* **TASK DESCRIPTION**:
Which lines in the material below contain the string "background"? Find each one and copy it out in full.

* **DATASET ROWS**:
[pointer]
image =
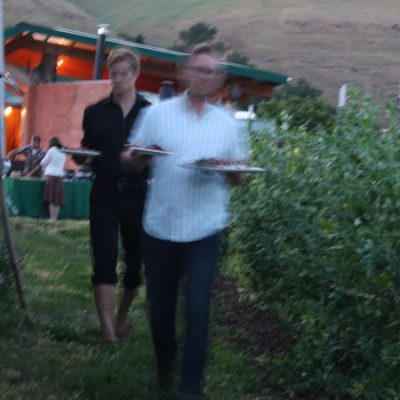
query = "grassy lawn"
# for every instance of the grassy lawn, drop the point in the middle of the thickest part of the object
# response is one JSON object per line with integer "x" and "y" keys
{"x": 55, "y": 352}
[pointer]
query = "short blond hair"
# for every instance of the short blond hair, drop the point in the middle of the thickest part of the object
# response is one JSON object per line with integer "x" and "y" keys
{"x": 123, "y": 54}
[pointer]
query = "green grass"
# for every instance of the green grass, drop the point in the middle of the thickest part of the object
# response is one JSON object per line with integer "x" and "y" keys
{"x": 55, "y": 351}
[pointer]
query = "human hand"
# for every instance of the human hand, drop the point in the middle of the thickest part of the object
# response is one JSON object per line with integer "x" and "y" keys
{"x": 133, "y": 161}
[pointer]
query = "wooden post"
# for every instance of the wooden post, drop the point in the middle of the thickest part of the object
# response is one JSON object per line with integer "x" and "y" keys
{"x": 9, "y": 242}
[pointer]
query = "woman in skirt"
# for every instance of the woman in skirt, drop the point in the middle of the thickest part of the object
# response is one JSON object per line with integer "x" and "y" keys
{"x": 53, "y": 166}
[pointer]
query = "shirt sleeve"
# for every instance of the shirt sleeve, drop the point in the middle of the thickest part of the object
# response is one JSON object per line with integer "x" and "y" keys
{"x": 47, "y": 158}
{"x": 88, "y": 137}
{"x": 239, "y": 149}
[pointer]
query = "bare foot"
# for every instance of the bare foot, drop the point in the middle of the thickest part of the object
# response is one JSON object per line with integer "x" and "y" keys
{"x": 122, "y": 328}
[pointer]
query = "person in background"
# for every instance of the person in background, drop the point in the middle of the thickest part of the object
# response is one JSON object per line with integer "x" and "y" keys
{"x": 33, "y": 154}
{"x": 186, "y": 211}
{"x": 53, "y": 170}
{"x": 117, "y": 197}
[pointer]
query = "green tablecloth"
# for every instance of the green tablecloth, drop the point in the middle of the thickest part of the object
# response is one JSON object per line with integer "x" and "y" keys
{"x": 26, "y": 196}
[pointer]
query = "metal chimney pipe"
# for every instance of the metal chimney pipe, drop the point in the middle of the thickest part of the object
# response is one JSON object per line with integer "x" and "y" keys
{"x": 102, "y": 32}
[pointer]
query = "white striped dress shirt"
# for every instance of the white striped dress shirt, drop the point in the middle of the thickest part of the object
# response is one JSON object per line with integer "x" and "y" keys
{"x": 183, "y": 204}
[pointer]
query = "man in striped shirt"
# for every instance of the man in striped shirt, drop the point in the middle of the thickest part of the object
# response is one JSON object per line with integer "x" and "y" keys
{"x": 186, "y": 211}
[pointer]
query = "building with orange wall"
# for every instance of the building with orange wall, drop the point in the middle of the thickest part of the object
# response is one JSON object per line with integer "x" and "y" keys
{"x": 54, "y": 68}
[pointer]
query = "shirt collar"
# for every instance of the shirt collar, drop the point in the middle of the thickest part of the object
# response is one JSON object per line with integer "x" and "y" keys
{"x": 184, "y": 101}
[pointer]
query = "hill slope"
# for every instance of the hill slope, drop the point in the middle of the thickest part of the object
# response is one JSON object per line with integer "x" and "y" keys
{"x": 328, "y": 42}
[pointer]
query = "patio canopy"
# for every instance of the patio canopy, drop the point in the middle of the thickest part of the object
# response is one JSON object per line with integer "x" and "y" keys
{"x": 26, "y": 46}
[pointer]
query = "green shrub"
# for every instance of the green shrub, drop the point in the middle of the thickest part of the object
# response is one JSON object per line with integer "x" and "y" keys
{"x": 319, "y": 237}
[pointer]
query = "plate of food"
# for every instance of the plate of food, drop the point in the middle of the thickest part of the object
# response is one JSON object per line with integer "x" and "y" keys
{"x": 149, "y": 151}
{"x": 225, "y": 166}
{"x": 81, "y": 152}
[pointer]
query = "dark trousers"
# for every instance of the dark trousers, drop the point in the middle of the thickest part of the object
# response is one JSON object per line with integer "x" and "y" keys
{"x": 116, "y": 211}
{"x": 165, "y": 263}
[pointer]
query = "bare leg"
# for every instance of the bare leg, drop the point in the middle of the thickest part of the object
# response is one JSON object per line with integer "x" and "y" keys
{"x": 121, "y": 326}
{"x": 51, "y": 211}
{"x": 104, "y": 295}
{"x": 56, "y": 210}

* **RESULT**:
query = "person in background"
# for every instance of the person in background, drop the point in the middle of the thickest part of the object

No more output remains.